Re: [devel] [PATCH 1 of 1] AMFD: Do not let non-active AMFD receives CLM track callback [#2141]

Nagendra Kumar Tue, 29 Nov 2016 22:23:56 -0800

Hi Minh,
        I think the patch could be made simpler by again try to stop CLM 
track(keep a variable to indicate it wasn't stopped before) when AMFD becomes 
Standby. If it doesn't get stopped again, then exit Amfd as it is kind of 
double fault.


Thanks
-Nagu

> -----Original Message-----
> From: minh chau [mailto:[email protected]]
> Sent: 30 November 2016 10:40
> To: praveen malviya; [email protected]; Nagendra Kumar;
> [email protected]; [email protected]
> Cc: [email protected]
> Subject: Re: [PATCH 1 of 1] AMFD: Do not let non-active AMFD receives CLM
> track callback [#2141]
> 
> Hi Praveen,
> 
> I have seen a limitation of using the same job queue now, that it will 
> increase
> the possibility of loss of IMM update job which is causing incorrect headless
> recovery. The timer is one alternative. We had spawned a thread to deal with
> TRY_AGAIN/TIMEOUT in case of start cluster tracking, so stop cluster
> tracking should be handled in a similar way.

RECORDS SHOWN:
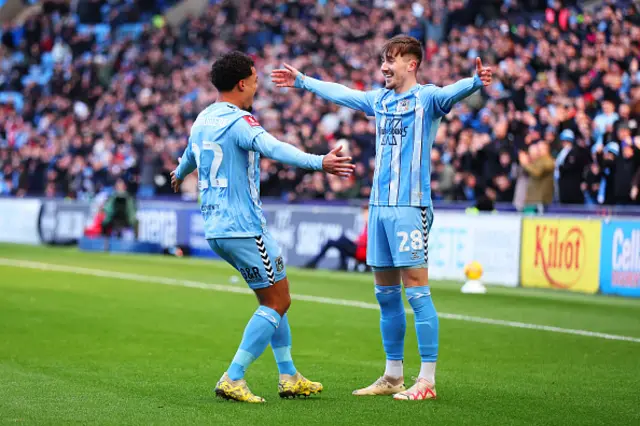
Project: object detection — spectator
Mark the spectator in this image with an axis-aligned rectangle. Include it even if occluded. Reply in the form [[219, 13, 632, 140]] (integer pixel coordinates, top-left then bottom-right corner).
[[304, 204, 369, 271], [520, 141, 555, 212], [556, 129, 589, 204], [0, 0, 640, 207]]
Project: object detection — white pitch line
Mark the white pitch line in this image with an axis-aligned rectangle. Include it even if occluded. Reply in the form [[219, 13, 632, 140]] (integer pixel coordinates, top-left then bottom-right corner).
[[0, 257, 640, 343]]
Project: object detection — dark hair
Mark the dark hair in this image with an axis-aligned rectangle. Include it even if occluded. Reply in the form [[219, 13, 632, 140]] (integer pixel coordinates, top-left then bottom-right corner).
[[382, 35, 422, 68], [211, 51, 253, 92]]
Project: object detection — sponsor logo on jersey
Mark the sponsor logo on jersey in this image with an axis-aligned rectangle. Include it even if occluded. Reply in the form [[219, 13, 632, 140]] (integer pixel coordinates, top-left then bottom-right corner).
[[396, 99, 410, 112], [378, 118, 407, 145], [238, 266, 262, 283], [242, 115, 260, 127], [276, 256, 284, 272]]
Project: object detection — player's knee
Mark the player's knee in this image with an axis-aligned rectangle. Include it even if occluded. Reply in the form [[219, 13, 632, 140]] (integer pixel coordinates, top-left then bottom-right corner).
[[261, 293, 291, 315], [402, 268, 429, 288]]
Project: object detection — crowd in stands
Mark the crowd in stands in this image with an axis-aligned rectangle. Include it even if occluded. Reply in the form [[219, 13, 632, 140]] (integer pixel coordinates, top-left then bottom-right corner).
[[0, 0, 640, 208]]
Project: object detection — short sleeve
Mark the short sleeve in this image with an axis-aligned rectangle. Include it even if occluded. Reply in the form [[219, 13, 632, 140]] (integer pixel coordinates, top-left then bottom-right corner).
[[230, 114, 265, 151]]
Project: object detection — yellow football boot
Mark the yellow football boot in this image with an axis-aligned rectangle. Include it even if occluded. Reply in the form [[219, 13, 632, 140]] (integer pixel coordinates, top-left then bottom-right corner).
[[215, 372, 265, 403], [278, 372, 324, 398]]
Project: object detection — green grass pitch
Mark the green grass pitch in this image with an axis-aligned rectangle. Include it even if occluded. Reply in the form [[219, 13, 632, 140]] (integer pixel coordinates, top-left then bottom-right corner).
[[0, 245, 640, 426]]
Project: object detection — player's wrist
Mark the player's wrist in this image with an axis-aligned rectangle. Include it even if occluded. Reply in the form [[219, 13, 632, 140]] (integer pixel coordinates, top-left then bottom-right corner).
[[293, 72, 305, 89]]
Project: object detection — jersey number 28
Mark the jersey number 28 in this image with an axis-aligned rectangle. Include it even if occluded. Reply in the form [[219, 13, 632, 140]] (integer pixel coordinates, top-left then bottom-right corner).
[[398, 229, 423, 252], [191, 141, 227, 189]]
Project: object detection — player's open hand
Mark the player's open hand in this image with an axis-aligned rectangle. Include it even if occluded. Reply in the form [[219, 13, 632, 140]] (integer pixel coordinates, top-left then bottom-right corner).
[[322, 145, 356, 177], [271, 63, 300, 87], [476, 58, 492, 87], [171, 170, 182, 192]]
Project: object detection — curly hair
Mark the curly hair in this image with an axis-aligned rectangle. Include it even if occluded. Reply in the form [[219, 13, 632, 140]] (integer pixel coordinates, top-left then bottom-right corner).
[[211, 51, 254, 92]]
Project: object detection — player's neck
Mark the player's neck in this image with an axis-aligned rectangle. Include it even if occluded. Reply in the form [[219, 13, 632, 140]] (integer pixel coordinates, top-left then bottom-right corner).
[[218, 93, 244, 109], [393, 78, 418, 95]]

THINGS TO DO:
1: In the patch discussion, what does Nagendra Kumar suggest doing with AMFD if CLM tracking fails to stop again when AMFD becomes Standby?
2: Reproduce the part of the patch discussion from "Re: [devel] [PATCH" up to and including "double fault.".

ANSWERS TO THE TASKS:
1: Exit AMFD, since it is a kind of double fault.

2:
Re: [devel] [PATCH 1 of 1] AMFD: Do not let non-active AMFD receives CLM track callback [#2141]

Nagendra Kumar Tue, 29 Nov 2016 22:23:56 -0800

Hi Minh,
        I think the patch could be made simpler by again try to stop CLM 
track(keep a variable to indicate it wasn't stopped before) when AMFD becomes 
Standby. If it doesn't get stopped again, then exit Amfd as it is kind of 
double fault.